## EXCERPT:
+ + +

Australian Graduates are Still Getting Hired

Only tentative evidence that artificial intelligence is influencing graduate hiring trends.
May 5, 2026
Jobs
AI fear is waning, people are still relevant, even ones that need some training up.

Australian employer demand for graduates eased last year - the third consecutive annual decline - but has rebounded modestly in early 2026 says data from employment site Indeed. 

Hiring in occupations highly exposed to artificial intelligence fell more sharply than in other occupations, though the timing is too early for artificial intelligence to be the primary culprit. Data also shows no signs that jobseekers are finding it more difficult to find graduate work, with jobseeker activity unchanged in recent years.

Graduate recruitment often differs from conventional hiring. The hiring process often begins 6-12 months before candidates start, meaning changes in graduate demand today may reflect how employers expect Australia’s economy to evolve.

For employers, graduate recruitment is an investment in their business's future, snagging top-level talent that may take time to develop, but could become the leaders of tomorrow. Recently, however, that dynamic has shifted, with growing speculation that artificial intelligence can replace entry-level workers, even those with skills that would normally be in high-demand.

Graduate Demand Steady in Early 2026, Following Decline Last Year
In 2025, graduate job postings fell almost 15% compared to a year earlier, with opportunities down 35% from their peak in 2023. While graduate demand has cooled from its post-pandemic high, recent graduates need not despair.

Last year, there were still 1.5 times more graduate job postings than in 2019 and early signs suggest that graduate demand has stabilised in 2026. In the March quarter, graduate postings rose 6.4% compared with a year earlier, suggesting that graduate demand should again exceed pre-pandemic levels.

A key risk to that assessment is ongoing geopolitical tension, particularly conflict in the Middle East. An economic slowdown, both in Australia and globally, risks spooking employers and reducing hiring activity. It’s too early to see any impact in Indeed’s data, but the longer the conflict persists the greater the risk of a slowdown.

Graduate Hiring has Slowed Considerably in Victoria
Graduate hiring trends are broadly similar across the country, with one exception: Victoria. In 2025, graduate job postings in Victoria were 23% below their 2019 baseline, the only state to have dipped below that level. This likely reflects reduced graduate hiring among government departments and organisations in response to ongoing fiscal spending issues.

+ + +

## GIVEN DATA:
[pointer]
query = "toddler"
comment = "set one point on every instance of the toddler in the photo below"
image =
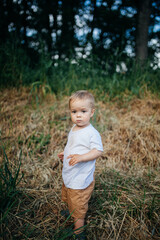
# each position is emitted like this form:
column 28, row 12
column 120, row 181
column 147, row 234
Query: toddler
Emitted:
column 84, row 145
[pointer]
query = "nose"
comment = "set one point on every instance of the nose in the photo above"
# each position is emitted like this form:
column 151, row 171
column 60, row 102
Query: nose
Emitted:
column 78, row 114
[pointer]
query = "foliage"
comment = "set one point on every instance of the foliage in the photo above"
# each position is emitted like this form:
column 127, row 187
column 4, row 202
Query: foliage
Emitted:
column 9, row 194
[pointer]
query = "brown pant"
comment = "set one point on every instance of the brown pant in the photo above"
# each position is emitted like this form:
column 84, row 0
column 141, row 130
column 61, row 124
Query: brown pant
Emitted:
column 77, row 200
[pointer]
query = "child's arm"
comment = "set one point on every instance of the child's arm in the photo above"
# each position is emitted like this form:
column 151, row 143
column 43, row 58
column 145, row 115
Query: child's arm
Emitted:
column 61, row 155
column 91, row 155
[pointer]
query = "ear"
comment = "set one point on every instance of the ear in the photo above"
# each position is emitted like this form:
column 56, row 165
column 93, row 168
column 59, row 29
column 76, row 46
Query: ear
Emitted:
column 92, row 112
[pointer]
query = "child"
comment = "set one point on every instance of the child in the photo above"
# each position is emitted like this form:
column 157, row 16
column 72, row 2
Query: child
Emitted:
column 83, row 147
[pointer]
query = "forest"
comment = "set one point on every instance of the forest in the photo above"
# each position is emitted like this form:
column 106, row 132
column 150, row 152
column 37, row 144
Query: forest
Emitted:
column 48, row 50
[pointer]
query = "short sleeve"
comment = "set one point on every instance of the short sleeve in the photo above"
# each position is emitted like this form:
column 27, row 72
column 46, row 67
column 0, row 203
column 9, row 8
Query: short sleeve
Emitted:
column 96, row 142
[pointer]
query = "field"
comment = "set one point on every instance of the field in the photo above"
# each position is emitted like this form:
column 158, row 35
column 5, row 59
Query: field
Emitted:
column 126, row 201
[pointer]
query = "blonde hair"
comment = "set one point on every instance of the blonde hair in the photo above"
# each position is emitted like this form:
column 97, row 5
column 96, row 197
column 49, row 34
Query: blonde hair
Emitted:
column 82, row 94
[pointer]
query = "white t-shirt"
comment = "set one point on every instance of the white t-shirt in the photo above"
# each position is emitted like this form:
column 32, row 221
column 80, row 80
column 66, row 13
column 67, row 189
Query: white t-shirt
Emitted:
column 81, row 141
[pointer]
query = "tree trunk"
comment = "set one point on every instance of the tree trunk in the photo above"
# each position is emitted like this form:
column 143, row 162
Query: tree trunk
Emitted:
column 143, row 17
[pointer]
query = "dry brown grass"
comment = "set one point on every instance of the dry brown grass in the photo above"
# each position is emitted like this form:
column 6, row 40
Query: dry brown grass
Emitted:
column 131, row 137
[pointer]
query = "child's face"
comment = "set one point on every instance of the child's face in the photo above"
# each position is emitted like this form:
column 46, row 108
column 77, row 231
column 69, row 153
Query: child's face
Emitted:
column 81, row 112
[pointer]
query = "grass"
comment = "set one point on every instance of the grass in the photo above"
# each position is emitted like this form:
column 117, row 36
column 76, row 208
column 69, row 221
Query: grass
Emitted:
column 63, row 76
column 125, row 203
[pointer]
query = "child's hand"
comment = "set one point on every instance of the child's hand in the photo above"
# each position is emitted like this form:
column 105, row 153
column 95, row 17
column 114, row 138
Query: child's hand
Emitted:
column 61, row 156
column 74, row 159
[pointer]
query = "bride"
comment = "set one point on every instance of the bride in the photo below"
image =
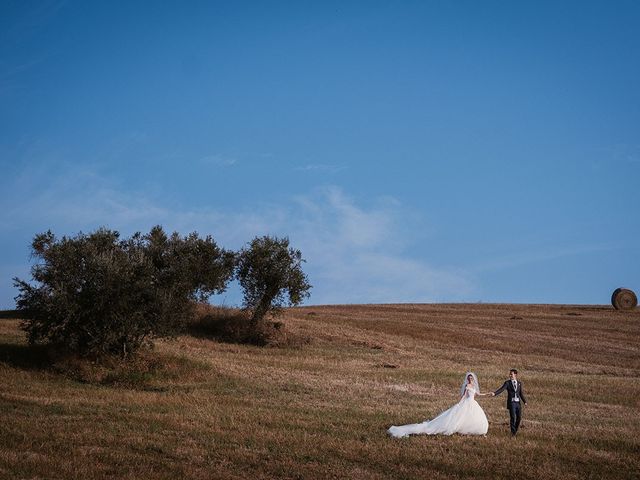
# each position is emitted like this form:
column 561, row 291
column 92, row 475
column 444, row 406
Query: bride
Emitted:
column 466, row 416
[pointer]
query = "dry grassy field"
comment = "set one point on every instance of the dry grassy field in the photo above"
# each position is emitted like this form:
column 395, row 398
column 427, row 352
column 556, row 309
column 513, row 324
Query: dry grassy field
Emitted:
column 320, row 409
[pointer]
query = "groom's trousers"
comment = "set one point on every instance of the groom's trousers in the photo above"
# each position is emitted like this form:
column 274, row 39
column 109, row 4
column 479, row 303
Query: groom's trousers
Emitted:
column 515, row 415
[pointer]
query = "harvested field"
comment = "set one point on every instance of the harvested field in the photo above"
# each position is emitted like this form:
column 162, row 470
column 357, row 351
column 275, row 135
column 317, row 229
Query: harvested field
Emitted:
column 320, row 410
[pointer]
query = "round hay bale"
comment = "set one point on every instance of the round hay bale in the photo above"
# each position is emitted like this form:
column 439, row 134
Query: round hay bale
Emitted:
column 624, row 299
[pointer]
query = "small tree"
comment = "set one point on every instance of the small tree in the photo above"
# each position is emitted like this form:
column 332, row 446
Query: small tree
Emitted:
column 271, row 277
column 97, row 294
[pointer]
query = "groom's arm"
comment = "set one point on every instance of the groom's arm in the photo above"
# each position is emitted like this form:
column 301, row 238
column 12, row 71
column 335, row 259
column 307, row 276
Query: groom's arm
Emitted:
column 499, row 391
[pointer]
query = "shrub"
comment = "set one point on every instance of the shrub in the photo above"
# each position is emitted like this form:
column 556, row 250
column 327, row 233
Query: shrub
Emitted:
column 97, row 294
column 270, row 274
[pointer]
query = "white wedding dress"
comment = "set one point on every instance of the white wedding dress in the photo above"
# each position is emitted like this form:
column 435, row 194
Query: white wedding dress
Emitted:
column 465, row 417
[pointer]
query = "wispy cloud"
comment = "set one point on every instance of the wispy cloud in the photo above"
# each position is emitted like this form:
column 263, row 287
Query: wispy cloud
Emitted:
column 542, row 254
column 218, row 160
column 321, row 168
column 354, row 253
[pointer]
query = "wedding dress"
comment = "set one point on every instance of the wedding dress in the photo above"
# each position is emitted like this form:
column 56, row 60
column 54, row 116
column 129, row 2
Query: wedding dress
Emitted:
column 465, row 417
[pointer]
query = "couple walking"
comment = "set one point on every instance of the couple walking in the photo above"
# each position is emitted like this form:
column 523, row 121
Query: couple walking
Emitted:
column 467, row 416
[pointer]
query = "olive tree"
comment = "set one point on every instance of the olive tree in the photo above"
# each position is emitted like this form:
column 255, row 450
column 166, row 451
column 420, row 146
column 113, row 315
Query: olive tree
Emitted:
column 97, row 294
column 270, row 274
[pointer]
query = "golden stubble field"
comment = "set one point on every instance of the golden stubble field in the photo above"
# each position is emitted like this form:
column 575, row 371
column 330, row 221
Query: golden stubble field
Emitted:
column 321, row 410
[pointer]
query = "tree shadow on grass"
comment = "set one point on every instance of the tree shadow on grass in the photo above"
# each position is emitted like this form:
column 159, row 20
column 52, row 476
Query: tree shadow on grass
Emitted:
column 26, row 357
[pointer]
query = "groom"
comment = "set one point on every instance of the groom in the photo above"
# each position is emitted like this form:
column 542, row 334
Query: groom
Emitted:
column 515, row 396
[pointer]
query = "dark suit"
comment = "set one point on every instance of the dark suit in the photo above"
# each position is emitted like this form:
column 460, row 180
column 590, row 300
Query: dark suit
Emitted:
column 515, row 411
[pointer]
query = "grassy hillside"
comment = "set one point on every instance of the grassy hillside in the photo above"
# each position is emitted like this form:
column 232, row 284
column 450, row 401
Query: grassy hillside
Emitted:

+ + +

## TASK SET:
a) According to the article on Australian graduate hiring, how far below their 2019 baseline were graduate job postings in Victoria in 2025?
b) Quote the article on Australian graduate hiring, starting at "May 5, 2026" and ending at "economy to evolve.".
The material comes from a source unrelated to the article on Australian graduate hiring.

## ANSWERS TO THE PROBLEMS:
a) They were 23% below their 2019 baseline.

b)
May 5, 2026
Jobs
AI fear is waning, people are still relevant, even ones that need some training up.

Australian employer demand for graduates eased last year - the third consecutive annual decline - but has rebounded modestly in early 2026 says data from employment site Indeed. 

Hiring in occupations highly exposed to artificial intelligence fell more sharply than in other occupations, though the timing is too early for artificial intelligence to be the primary culprit. Data also shows no signs that jobseekers are finding it more difficult to find graduate work, with jobseeker activity unchanged in recent years.

Graduate recruitment often differs from conventional hiring. The hiring process often begins 6-12 months before candidates start, meaning changes in graduate demand today may reflect how employers expect Australia’s economy to evolve.